(Task directions): Transcribe the data below verbatim from the line with "of the silver" to the line with "of the roadside". Include both of those lines.

:::

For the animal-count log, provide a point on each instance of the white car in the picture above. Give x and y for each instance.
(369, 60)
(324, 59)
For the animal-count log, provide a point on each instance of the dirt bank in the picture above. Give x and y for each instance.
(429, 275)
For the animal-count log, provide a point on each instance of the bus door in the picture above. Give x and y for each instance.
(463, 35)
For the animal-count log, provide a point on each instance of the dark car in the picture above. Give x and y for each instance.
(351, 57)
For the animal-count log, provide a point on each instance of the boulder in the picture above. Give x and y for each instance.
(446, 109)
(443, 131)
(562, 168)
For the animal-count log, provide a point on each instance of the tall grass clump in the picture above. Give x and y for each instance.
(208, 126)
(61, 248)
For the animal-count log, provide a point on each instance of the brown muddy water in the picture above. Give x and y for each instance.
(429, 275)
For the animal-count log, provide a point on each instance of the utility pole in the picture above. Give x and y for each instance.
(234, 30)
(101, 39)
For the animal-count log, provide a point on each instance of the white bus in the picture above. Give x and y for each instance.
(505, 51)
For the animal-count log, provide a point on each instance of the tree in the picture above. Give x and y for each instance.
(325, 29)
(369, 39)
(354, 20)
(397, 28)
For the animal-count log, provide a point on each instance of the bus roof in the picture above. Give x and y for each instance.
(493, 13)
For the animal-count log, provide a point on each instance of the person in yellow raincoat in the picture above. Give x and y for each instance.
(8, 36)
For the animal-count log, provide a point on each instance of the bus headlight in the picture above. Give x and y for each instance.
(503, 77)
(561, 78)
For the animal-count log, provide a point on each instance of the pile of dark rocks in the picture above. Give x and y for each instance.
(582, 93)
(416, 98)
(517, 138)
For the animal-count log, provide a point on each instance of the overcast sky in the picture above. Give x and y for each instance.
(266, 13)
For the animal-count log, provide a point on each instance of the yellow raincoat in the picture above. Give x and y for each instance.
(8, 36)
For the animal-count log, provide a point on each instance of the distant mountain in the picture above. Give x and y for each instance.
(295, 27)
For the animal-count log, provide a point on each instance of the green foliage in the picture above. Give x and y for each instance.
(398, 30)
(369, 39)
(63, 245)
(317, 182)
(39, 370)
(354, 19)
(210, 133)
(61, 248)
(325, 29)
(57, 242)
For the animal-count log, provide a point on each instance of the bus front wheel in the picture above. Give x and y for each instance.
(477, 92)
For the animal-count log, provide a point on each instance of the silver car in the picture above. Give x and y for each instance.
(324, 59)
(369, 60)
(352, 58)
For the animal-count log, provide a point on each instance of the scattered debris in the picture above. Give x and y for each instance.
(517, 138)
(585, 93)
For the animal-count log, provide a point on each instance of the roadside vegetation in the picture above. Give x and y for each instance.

:::

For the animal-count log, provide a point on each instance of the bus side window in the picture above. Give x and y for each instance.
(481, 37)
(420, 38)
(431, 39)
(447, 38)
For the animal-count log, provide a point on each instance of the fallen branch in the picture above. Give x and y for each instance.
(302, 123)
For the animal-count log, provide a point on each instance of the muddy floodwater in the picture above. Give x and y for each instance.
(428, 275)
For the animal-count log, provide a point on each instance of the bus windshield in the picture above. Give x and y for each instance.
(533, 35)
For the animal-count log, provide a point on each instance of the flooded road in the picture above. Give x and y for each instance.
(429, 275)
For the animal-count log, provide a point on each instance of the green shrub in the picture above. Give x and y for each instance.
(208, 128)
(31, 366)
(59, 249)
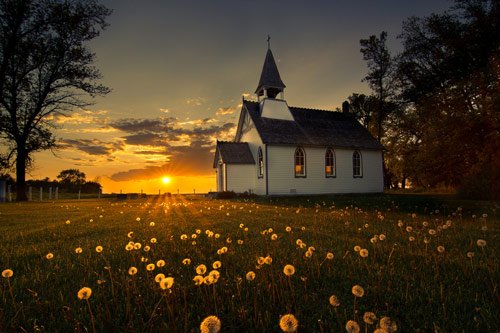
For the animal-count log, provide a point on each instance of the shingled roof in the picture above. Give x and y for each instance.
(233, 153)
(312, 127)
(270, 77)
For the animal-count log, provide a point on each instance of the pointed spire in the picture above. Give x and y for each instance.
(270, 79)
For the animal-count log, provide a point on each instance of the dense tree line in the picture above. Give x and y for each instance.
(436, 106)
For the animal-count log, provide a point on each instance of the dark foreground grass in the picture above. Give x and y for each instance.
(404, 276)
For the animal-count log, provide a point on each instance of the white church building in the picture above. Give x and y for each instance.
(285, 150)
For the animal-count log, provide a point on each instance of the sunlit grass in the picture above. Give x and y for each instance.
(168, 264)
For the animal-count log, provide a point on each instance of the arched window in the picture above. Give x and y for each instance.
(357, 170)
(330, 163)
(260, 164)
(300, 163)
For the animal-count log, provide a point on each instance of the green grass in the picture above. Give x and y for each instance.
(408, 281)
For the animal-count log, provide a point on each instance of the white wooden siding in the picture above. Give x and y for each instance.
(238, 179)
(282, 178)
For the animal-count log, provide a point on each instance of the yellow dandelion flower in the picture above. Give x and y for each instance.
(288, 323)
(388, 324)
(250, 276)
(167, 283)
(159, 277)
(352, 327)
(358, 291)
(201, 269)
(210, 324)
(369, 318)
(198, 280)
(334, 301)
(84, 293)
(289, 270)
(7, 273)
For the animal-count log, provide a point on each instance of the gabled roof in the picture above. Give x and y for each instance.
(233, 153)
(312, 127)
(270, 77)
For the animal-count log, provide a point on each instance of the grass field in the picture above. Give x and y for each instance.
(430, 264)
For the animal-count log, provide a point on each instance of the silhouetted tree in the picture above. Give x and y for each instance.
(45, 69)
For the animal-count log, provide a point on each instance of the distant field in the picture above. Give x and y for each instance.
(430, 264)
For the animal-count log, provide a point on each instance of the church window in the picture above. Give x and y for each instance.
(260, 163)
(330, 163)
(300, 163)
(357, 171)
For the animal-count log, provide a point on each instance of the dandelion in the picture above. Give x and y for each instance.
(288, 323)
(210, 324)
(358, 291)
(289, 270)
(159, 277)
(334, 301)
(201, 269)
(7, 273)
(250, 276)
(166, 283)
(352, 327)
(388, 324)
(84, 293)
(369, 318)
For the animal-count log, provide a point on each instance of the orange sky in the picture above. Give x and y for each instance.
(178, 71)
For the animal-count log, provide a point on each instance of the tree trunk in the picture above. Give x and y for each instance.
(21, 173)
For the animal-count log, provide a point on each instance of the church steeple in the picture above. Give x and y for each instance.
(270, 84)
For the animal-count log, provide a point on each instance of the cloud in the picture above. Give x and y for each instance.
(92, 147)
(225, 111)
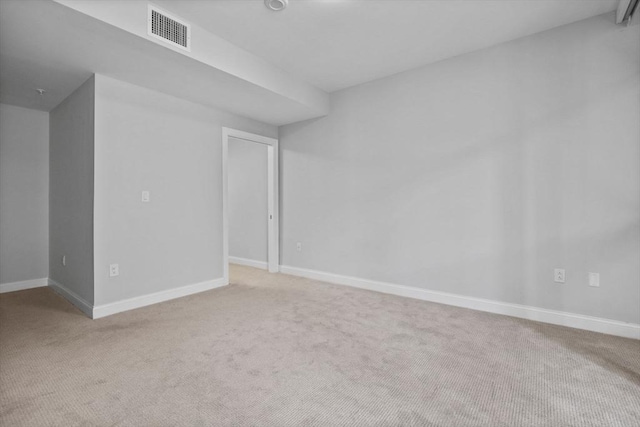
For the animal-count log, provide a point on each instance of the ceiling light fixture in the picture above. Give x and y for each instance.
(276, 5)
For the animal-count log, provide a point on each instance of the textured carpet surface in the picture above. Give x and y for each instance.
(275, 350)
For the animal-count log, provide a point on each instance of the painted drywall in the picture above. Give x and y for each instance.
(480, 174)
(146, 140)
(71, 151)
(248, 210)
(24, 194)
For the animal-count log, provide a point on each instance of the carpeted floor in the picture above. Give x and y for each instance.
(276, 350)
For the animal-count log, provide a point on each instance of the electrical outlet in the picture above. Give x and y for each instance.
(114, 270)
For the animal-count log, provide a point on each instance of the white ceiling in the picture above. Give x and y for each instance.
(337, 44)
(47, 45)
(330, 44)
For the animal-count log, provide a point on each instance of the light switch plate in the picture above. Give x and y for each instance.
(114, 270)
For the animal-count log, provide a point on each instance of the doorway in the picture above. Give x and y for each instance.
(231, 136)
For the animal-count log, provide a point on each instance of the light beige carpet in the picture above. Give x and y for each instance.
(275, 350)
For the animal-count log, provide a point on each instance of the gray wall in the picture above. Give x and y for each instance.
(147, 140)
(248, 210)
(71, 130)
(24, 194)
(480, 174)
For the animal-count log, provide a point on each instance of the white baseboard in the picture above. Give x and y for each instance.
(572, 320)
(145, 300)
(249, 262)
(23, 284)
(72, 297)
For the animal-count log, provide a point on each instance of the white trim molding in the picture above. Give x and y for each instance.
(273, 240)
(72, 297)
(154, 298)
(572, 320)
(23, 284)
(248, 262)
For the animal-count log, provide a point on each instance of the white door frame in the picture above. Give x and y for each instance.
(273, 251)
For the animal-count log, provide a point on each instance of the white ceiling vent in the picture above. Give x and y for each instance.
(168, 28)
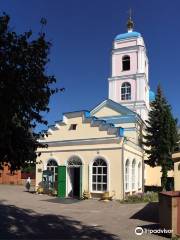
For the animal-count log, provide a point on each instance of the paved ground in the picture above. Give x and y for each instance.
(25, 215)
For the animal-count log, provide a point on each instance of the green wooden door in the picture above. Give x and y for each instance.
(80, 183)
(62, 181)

:::

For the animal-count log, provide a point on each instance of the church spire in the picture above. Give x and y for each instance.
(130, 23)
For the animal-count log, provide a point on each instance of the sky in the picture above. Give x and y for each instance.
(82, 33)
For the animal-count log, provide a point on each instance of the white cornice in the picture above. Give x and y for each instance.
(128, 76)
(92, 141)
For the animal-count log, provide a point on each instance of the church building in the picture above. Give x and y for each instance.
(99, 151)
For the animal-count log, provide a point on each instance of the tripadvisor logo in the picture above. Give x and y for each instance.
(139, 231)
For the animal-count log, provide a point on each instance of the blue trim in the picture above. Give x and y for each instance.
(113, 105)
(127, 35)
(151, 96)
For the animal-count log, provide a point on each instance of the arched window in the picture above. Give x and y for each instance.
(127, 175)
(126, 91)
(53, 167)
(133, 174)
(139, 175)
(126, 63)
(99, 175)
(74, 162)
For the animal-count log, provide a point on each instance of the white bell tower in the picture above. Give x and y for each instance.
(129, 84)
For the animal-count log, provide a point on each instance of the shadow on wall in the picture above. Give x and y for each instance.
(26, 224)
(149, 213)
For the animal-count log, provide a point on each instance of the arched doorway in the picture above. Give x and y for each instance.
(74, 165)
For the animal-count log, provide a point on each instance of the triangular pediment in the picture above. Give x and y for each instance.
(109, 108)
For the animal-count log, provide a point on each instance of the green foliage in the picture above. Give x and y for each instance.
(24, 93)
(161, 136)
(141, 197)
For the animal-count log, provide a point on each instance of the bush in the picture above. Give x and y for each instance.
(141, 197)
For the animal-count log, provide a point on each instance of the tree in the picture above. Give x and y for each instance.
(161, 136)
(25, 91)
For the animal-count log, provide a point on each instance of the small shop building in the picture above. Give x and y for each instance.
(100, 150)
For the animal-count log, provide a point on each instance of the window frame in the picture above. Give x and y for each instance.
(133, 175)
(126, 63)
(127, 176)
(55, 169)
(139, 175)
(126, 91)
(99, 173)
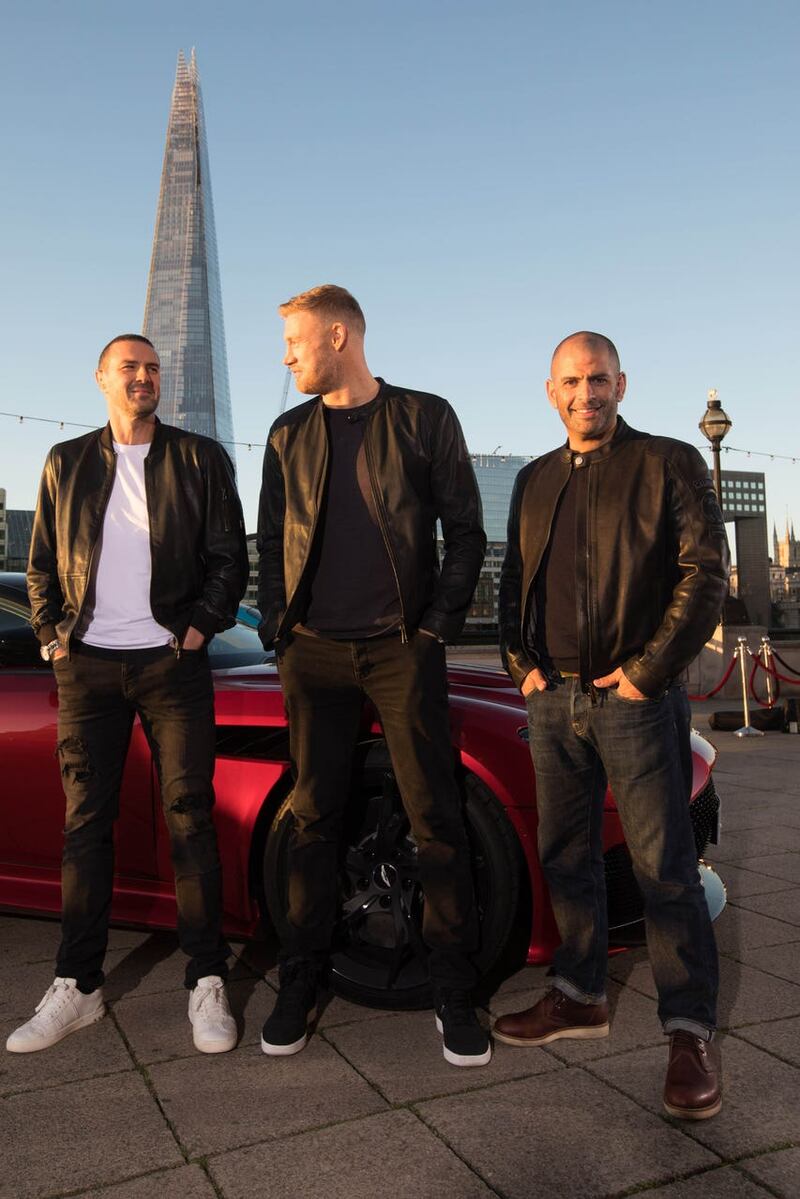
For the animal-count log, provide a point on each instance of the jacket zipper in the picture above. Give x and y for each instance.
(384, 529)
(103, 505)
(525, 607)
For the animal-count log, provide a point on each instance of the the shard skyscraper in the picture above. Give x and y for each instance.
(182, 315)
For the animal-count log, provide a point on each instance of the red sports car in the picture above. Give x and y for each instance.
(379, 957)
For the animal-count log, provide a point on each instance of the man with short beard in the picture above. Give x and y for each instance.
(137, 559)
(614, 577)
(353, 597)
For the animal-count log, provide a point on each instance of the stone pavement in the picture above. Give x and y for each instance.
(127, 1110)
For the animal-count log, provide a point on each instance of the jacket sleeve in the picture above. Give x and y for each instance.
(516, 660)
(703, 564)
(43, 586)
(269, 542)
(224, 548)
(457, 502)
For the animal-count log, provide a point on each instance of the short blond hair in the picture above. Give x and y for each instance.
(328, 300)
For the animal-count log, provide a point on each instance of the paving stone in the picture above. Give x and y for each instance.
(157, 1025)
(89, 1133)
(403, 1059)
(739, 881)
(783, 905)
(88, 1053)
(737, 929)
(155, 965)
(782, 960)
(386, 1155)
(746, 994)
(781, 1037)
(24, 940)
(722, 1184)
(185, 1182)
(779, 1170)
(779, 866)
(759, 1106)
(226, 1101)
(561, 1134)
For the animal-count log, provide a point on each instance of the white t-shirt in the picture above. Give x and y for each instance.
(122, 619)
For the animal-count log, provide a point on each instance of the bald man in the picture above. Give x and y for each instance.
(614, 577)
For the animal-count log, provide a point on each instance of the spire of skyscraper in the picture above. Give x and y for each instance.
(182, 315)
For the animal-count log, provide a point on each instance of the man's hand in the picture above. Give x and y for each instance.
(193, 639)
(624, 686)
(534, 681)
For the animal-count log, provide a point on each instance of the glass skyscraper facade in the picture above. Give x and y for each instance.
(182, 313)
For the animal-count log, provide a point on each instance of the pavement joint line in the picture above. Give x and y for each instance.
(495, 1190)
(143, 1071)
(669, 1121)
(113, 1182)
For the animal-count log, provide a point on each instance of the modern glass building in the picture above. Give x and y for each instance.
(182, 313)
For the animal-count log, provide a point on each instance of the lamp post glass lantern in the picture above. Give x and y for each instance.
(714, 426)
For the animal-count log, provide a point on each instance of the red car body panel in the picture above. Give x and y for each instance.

:::

(Exercise output):
For the animal-count log, provide a point on each instance of the silver car in the picture above. Give x and y for each instance.
(324, 59)
(369, 60)
(352, 58)
For the animal-count log, provide a point on each instance of the scattered debris in the picture above. Give x and y for each instance.
(517, 138)
(585, 93)
For the animal-count log, provide a point on each instance of the roadside vegetation in the picture above. Give x and y for each instance.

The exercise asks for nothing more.